— TO DO —
(a) Using the derivatives lecture, decide whether each statement agrees with it. (i) The marginal rate of substitution is visually the slope of the indifference curve at a point. (ii) According to the natural log rule, the derivative of $\ln(x)$ is $x$. (iii) The rule for linear functions follows from the constant rule and the addition rule. Answer yes or no for each and quote the deciding words.
(b) Put the records from the line with "Would you mind indicating the silver fork" through the last line of the records into a Markdown table with the columns Row and Line, numbering each line and leaving out blank lines.

In today’s lecture we are going to focus on what happens to utility as you change bundles. We will focus on two kinds of slopes in particular:

Marginal utility: we will look at the change in utility you get by adding more of a good. Mathematically, this is the partial derivative of the utility function; visually, it is the slope of the “hill” that represents the height of the utility function.
Marginal rate of substitution: we will look at the rate at which you are willing to trade one good for another. Visually, this is the slope of the indifference curve at a point. Mathematically, it is the ratio of the marginal utilities.

This lecture, therefore, will consist of four parts; we’ll then apply this to the economics.

Derivatives of univariate functions

A critical feature of any function is how the output changes with the changes to its inputs.

For a function of one variable $f(x)$, the derivative at some value $x$ may be written as $f^\prime(x)$, or equivalently $\frac{df}{dx}$, where: ${df \over dx} = \lim_{\Delta x \rightarrow 0} {f(x + \Delta x) - f(x) \over \Delta x}$ The reason I like to use this notation is that the $df$ refers to the vertical distance (rise) measured in the numerator, and $dx$ represents the horizontal distance (run) in the denominator.

Visually, this means a line connecting $(x, f(x))$ and $(x + \Delta x, f(x + \Delta x))$ converges to a line tangent to the function at $(x, f(x))$ as $\Delta x \rightarrow 0$. The following diagram illustrates this for a few functions. Use the slider to bring $\Delta x$ to zero; you can also change the value of $x$ to see how the derivative changes (or doesn’t) as $x$ changes.

See interactive graph online here.

Calculating derivatives

There are a few important rules for calculating derivatives, and examples of specific derivatives, that you should memorize:

Constant rule: if $f(x) = c$, then $f^\prime(x) = 0$.
Power rule: if $f(x) = x^n$, then $f^\prime(x) = nx^{n-1}$.
Natural log rule: if $f(x) = \ln(x)$, then $f^\prime(x) = 1/x$.
Addition rule: if $f(x) = g(x) + h(x)$, then $f^\prime(x) = g^\prime(x) +h^\prime(x)$.
Multiplication rule: if $f(x) = g(x)h(x)$, then $f^\prime(x) = g(x)h^\prime(x) + g^\prime(x)h(x)$.
Chain rule: if $h(x) = f(g(x))$, then $h^\prime(x) = f^\prime(g(x)) \times g^\prime(x)$.

These six rules together form many other familiar rules. For example:

Linear functions: If $f(x) = cx$, then $f^\prime(x) = c$. This follows from the constant rule, the power rule, and the multiplication rule.

— DATA IN THIS EXERCISE —
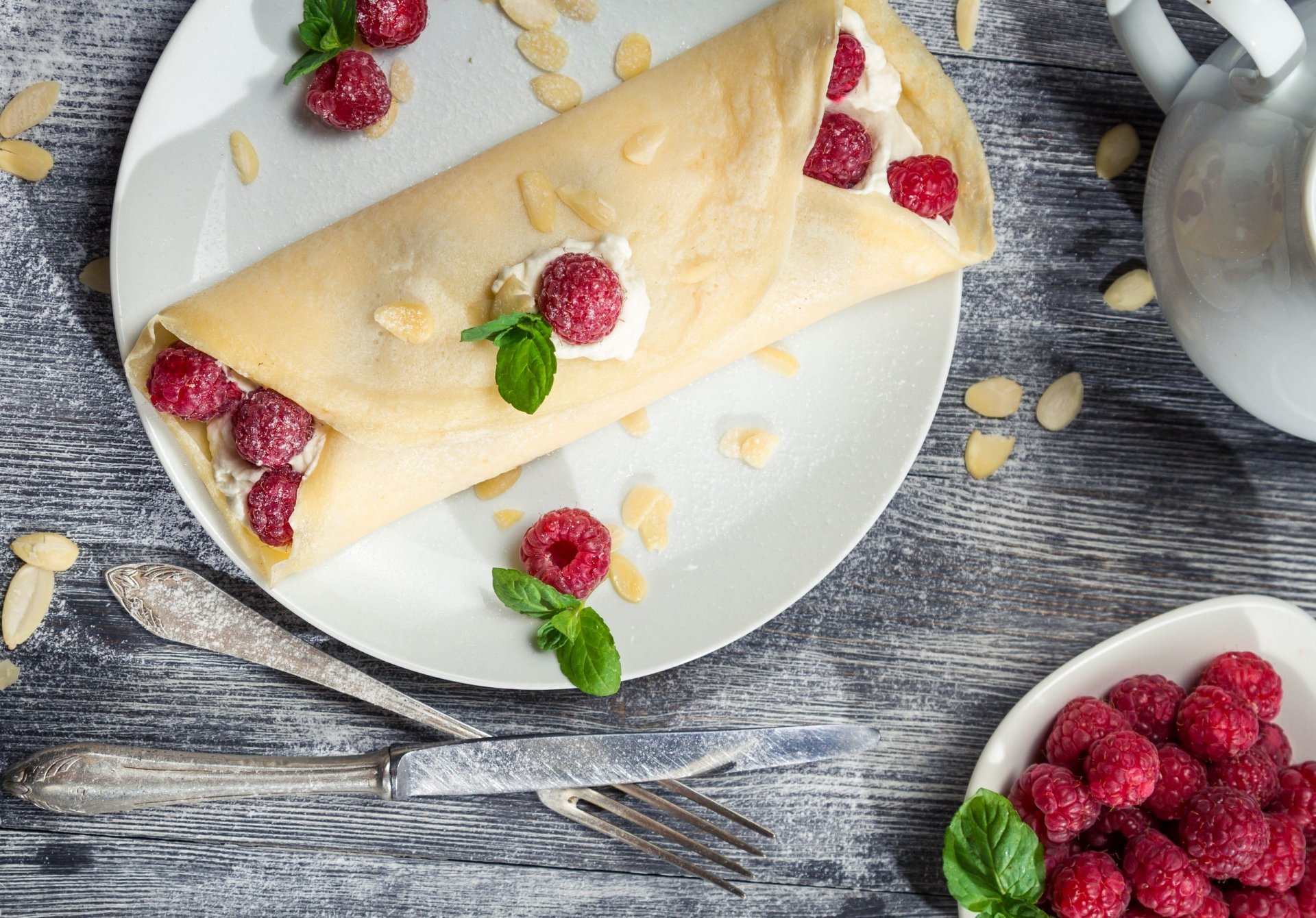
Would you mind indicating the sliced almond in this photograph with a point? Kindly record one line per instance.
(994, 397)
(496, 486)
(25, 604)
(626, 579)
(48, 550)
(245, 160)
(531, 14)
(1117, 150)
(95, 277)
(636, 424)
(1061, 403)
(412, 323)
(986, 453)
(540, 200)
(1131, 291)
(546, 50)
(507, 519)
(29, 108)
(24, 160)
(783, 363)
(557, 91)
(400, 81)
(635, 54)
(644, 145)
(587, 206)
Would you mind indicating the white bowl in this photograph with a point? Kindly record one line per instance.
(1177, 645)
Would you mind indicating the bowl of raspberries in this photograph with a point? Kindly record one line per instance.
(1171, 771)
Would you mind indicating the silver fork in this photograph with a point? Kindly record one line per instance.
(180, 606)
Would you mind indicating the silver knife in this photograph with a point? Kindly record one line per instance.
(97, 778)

— ANSWERS BY TASK —
(a)
(i) Yes: "Visually, this is the slope of the indifference curve at a point."
(ii) No: "Natural log rule: if $f(x) = \ln(x)$, then $f^\prime(x) = 1/x$."
(iii) No: "This follows from the constant rule, the power rule, and the multiplication rule."

(b)
| Row | Line |
|---|---|
| 1 | Would you mind indicating the silver fork in this photograph with a point? Kindly record one line per instance. |
| 2 | (180, 606) |
| 3 | Would you mind indicating the silver knife in this photograph with a point? Kindly record one line per instance. |
| 4 | (97, 778) |